Task description =
Identify each line of the entries below that contains the word "hair", and copy every such line in full.

Input rows =
- - -
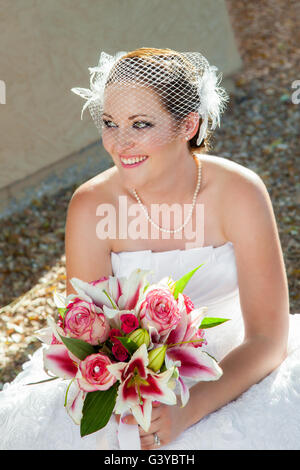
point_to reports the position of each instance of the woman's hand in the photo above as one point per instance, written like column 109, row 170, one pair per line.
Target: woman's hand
column 167, row 422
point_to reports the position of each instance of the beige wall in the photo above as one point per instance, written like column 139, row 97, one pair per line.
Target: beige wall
column 46, row 47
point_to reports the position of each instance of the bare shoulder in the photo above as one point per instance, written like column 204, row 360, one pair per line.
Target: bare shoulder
column 87, row 253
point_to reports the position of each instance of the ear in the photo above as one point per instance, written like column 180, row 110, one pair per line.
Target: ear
column 190, row 125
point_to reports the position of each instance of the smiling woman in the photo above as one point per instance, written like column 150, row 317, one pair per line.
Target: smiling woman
column 153, row 108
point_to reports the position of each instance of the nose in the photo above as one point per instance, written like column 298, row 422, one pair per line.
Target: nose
column 124, row 142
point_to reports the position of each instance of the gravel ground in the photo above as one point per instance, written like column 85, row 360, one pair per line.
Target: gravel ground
column 260, row 130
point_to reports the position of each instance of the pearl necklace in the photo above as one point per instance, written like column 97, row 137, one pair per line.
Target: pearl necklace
column 198, row 162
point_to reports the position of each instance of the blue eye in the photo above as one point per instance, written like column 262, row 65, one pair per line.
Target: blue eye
column 108, row 123
column 137, row 125
column 142, row 124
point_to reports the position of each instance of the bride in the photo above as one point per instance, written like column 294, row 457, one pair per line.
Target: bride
column 153, row 108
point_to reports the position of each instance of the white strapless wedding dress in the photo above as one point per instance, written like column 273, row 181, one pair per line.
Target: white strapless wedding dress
column 267, row 416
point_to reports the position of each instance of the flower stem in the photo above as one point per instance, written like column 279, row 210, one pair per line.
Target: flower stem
column 185, row 342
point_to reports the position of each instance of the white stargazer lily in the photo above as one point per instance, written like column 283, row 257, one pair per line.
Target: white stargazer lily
column 113, row 293
column 140, row 386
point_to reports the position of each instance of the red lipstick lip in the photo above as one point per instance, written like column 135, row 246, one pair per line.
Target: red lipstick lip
column 132, row 165
column 131, row 156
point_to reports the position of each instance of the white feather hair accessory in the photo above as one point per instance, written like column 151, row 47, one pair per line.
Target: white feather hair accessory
column 184, row 81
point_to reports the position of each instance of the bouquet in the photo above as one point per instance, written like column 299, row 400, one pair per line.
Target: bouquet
column 123, row 343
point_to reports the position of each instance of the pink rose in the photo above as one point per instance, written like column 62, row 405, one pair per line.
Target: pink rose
column 129, row 322
column 98, row 281
column 189, row 306
column 160, row 310
column 82, row 321
column 113, row 333
column 119, row 351
column 93, row 374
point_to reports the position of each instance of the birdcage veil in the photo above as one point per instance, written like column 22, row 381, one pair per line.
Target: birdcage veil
column 183, row 82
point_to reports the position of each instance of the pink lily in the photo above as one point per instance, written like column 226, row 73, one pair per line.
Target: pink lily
column 62, row 363
column 191, row 362
column 140, row 386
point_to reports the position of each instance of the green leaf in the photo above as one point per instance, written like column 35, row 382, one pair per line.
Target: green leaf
column 128, row 343
column 211, row 322
column 182, row 282
column 79, row 348
column 97, row 409
column 62, row 311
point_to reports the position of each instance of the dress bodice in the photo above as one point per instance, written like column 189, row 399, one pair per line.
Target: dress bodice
column 214, row 284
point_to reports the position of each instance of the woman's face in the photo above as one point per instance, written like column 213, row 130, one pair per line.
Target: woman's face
column 136, row 125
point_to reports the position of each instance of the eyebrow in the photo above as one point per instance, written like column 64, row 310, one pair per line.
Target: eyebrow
column 130, row 117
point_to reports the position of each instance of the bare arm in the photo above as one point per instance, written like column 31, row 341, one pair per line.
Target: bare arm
column 250, row 224
column 87, row 255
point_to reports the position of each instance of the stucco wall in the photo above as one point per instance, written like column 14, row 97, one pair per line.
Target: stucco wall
column 46, row 47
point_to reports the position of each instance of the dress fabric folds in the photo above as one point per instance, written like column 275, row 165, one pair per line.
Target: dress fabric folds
column 265, row 417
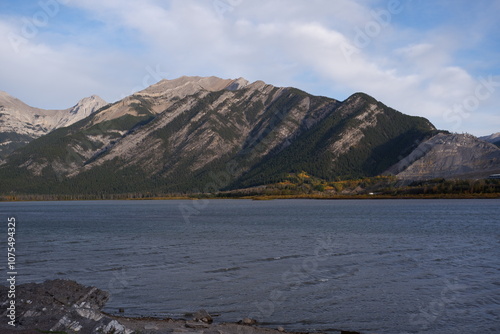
- - -
Solution =
point_to reports the position of each instance of the white feather hair accessory in the photo above as one point per instance, written like column 151, row 47, one pair per line.
Target: white feather hair accessory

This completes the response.